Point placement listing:
+ + +

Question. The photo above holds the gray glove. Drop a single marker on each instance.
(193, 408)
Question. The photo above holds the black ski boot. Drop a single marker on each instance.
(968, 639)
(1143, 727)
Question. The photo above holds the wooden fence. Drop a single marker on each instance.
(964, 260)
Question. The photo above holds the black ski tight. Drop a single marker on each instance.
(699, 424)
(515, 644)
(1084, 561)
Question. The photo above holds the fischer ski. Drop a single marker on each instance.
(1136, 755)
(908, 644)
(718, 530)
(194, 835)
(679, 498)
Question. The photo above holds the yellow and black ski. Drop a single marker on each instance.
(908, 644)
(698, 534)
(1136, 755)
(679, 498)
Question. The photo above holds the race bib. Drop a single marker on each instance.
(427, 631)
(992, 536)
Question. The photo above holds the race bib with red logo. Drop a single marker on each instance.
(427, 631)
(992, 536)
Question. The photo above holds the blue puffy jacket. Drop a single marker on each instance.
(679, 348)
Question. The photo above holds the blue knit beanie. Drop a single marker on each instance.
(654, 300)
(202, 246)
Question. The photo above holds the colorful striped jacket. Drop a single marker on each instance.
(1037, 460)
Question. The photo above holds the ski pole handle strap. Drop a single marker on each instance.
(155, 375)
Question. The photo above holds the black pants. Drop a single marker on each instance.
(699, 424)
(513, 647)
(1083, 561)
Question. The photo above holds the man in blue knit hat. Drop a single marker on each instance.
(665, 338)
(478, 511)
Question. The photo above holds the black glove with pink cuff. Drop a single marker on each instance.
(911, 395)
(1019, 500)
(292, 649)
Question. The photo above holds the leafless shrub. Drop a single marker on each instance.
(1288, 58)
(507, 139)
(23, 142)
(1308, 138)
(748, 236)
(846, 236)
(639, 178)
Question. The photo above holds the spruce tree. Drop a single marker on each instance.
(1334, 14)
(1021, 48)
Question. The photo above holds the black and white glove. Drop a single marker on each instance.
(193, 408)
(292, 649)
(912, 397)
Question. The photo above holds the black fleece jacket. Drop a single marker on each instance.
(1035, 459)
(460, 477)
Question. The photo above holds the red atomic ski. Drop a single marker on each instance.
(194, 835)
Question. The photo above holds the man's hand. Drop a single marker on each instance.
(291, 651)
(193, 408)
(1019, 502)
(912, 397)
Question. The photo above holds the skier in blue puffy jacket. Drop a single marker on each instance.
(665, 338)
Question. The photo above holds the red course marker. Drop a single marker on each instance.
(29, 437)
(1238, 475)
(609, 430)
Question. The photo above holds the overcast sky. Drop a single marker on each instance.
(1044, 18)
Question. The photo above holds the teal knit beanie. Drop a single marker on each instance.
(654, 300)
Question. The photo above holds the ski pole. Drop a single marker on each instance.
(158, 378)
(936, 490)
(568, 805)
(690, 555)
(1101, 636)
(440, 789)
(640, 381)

+ + +

- _YOUR GOAL_
Copy the whole listing above word for word, with no changes.

- _SOLUTION TO THE PROBLEM_
Question. The photo above holds the gray glove. Drop a single marker on each instance.
(193, 408)
Question. The photo above holds the black ski boot. Drop a single marker on each instance.
(968, 639)
(1143, 727)
Question. The photo above holds the wooden fence. Drop a single marker on each instance.
(964, 260)
Question. The photo above holds the black ski tight. Drop a single marker on each instance.
(699, 424)
(515, 644)
(1084, 561)
Question. The photo above holds the fischer ski. Drop a single marker on each instance.
(1136, 755)
(908, 644)
(718, 530)
(194, 835)
(679, 498)
Question. The photo above holds the yellow and black ski. Drop a single marker on each instance.
(908, 644)
(698, 534)
(1136, 755)
(679, 498)
Question. The photo above holds the race bib. Drop a single marker on each instance.
(427, 631)
(992, 536)
Question. The photo above holds the race bib with red logo. Drop a single marker on each instance.
(427, 631)
(992, 536)
Question. The photo above holds the blue puffy jacket. Drop a single marker on each instance.
(679, 348)
Question. The photo above holds the blue knit beanie. Drop a single marker on each instance.
(654, 300)
(202, 246)
Question. The photo above holds the colorful striped jacket. Drop a single marker on each instance.
(1037, 460)
Question. The photo above holds the ski pole handle strap. Drop a single marker on each instance.
(155, 375)
Question. The photo above holds the black pants. Drop a single marker on each instance.
(699, 424)
(513, 647)
(1083, 561)
Question. The photo above holds the man in blue knit hat. Drop a single marker on each instance.
(665, 338)
(478, 511)
Question. The photo above holds the black glove with pink cuff. Drop a single marker on each instance.
(911, 395)
(1019, 500)
(292, 649)
Question. The photo above holds the leafless shrub. Drop a single marker on each instance.
(1288, 58)
(507, 139)
(23, 142)
(1308, 138)
(748, 236)
(846, 236)
(639, 178)
Question. The photo above holds the spruce tree. Drop a single marker on each instance.
(1334, 14)
(1021, 48)
Question. The photo above holds the black and white glove. Drop a single marker on each instance.
(193, 408)
(292, 649)
(912, 397)
Question. The photo above holds the black fleece jacket. Drop a single marker on each instance.
(1035, 459)
(460, 477)
Question. The photo above holds the red atomic ski. Drop a single marker on each instance.
(194, 835)
Question. The photo above holds the man's hand. Drop a single marker on each instance.
(291, 651)
(193, 408)
(1019, 502)
(912, 397)
Question. The photo above holds the skier in blue puffy jacket. Drop a single marker on each instance.
(665, 338)
Question. The photo above holds the red course marker. Drop a single marker on each instance.
(29, 437)
(1238, 475)
(609, 430)
Question. The photo above holds the overcast sky. Drop a single marker on each instance.
(1044, 18)
Question. The photo above holds the teal knit beanie. Drop a single marker on each instance.
(654, 300)
Question. The photo above holds the ski pole. Drop a single marker on each instance.
(158, 378)
(936, 490)
(568, 805)
(690, 555)
(1101, 636)
(440, 789)
(640, 381)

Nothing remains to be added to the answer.